◆ **What this task involves**: Every entry below, from first to last, should be copied exactly.

◆ **Data**:

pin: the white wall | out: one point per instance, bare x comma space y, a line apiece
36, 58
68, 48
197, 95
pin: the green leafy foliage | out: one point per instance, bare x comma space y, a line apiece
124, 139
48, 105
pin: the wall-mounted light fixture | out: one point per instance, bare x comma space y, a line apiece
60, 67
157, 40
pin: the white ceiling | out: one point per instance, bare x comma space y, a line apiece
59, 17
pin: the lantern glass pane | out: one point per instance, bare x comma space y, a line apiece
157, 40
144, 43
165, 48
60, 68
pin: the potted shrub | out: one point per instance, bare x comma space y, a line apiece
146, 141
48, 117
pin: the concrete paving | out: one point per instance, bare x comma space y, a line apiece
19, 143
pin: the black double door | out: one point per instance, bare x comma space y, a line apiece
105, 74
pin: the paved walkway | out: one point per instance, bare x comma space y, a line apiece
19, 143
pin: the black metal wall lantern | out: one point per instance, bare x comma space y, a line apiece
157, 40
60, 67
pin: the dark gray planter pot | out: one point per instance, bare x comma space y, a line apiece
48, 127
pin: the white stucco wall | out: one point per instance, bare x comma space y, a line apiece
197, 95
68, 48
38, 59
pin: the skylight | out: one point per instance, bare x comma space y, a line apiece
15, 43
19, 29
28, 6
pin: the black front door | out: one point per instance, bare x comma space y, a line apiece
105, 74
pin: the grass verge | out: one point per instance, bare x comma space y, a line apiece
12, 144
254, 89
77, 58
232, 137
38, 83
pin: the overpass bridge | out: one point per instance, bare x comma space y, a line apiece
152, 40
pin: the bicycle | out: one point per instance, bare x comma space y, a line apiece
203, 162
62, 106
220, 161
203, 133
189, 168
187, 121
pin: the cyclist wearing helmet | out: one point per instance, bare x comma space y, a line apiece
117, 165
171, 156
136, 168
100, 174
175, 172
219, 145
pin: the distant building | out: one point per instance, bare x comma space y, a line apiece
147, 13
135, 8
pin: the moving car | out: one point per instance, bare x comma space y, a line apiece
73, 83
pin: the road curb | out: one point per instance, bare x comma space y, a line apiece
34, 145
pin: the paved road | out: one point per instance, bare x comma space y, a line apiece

◆ **Task response**:
pin: the white wall | out: one point per instance, bare x comma space y, a line apiece
36, 58
68, 48
197, 95
pin: the green leafy foliage | out: one point per instance, bare x comma space y, a line apiece
124, 139
48, 105
pin: the wall-mounted light fixture | out: one point per instance, bare x comma space y, a line apiece
60, 67
157, 40
pin: the white ceiling | out: one point per instance, bare x comma space y, a line apiece
59, 17
pin: the lantern glass pane | out: one point per instance, bare x comma space y, a line apiece
157, 40
144, 43
165, 48
60, 68
pin: the potted shrub | out: one point per instance, bare x comma space y, a line apiece
146, 141
48, 117
pin: the concrete paving | out: one point per instance, bare x comma space y, a line apiece
19, 143
pin: the black double door | out: one point per instance, bare x comma space y, a line apiece
105, 74
pin: the paved walkway | out: one point per instance, bare x comma space y, a line apiece
19, 143
pin: the black metal wall lantern | out: one point per instance, bare x comma space y, a line apiece
157, 40
60, 67
pin: the dark gray planter pot | out: one point per instance, bare x comma space y, a line apiece
48, 127
pin: the white stucco wall | out: one point per instance, bare x comma space y, a line apiece
197, 95
68, 48
38, 59
pin: the skylight | out: one point per instance, bare x comma space y, a line apiece
15, 43
19, 29
28, 6
pin: the black front door | out: one point per instance, bare x comma space y, a line apiece
105, 74
pin: the grass verge | out: one point per instance, bare x comma space y, a line apiece
12, 144
254, 89
77, 58
232, 137
38, 83
pin: the overpass bridge | out: one point per instance, bare x comma space y, a line apiece
152, 40
pin: the bicycle | out: one point per instance, bare x comma space y, a line apiece
203, 162
62, 106
220, 161
203, 133
189, 168
187, 121
pin: the cyclist wearing helmet | out: one point per instance, bare x comma space y, a line apiece
117, 165
171, 156
136, 168
100, 174
175, 172
219, 145
pin: the distant building | out: one point per instance, bare x comma space y, a line apiece
147, 13
135, 8
pin: the moving car | out: one point per instance, bare x comma space y, a line apiece
73, 83
pin: the road curb | out: one point per instance, bare x comma space y, a line apiece
34, 145
pin: the paved road | out: one point per instance, bare x comma space y, a line apiece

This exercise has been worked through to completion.